— EXERCISE GOAL —
Copy every line of the records below word for word, leaving out the pictures.
+ + + +
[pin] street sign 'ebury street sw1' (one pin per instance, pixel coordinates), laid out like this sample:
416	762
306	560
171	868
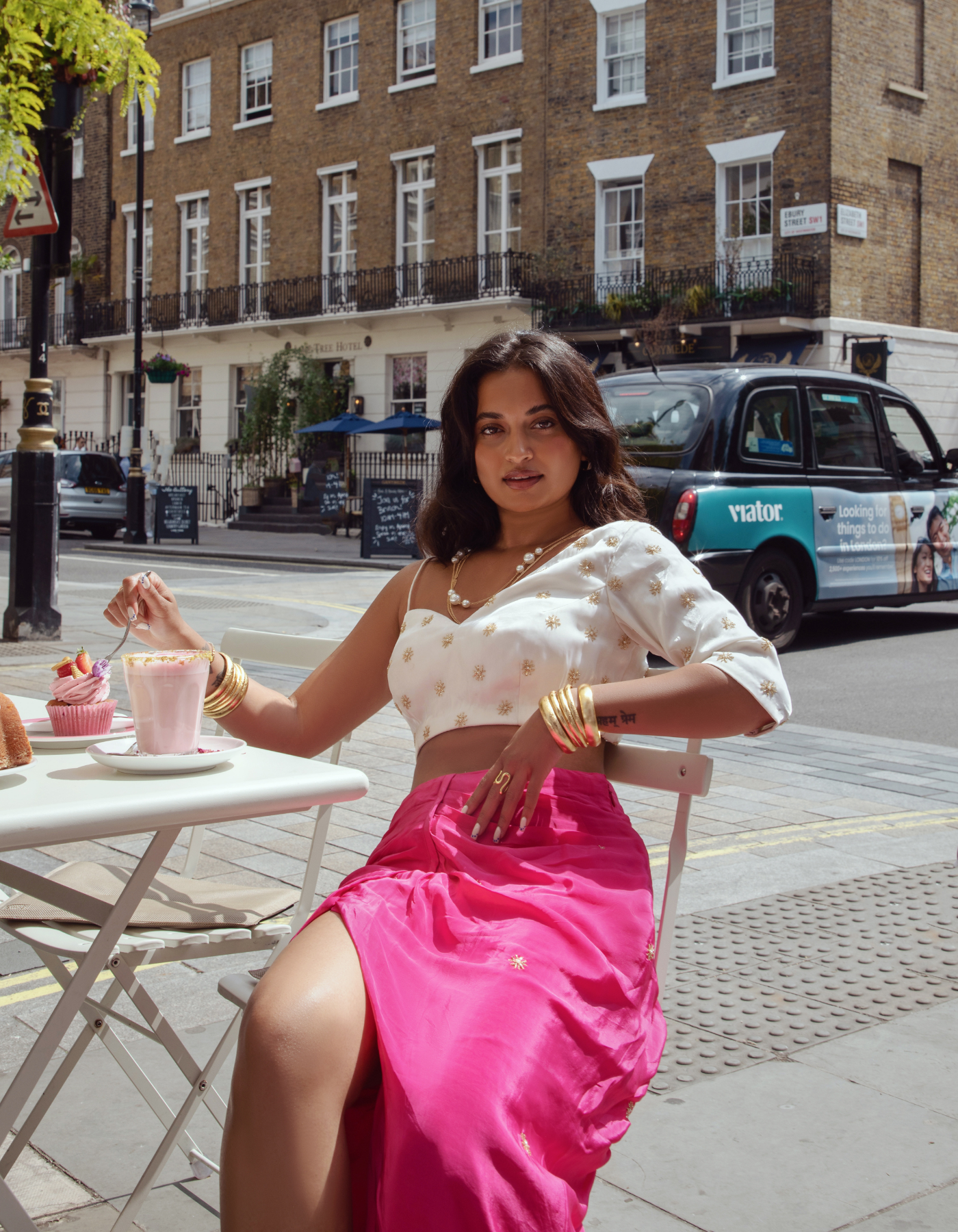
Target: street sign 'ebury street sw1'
32	215
804	221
+ + + +
— WRITTEN RESPONSE —
[pin] street sign 'ebury street sw1' (one pin per instance, pixel coordinates), laid out like this sample:
416	762
306	560
171	868
Target: street sign 'ebury street sw1'
32	215
804	221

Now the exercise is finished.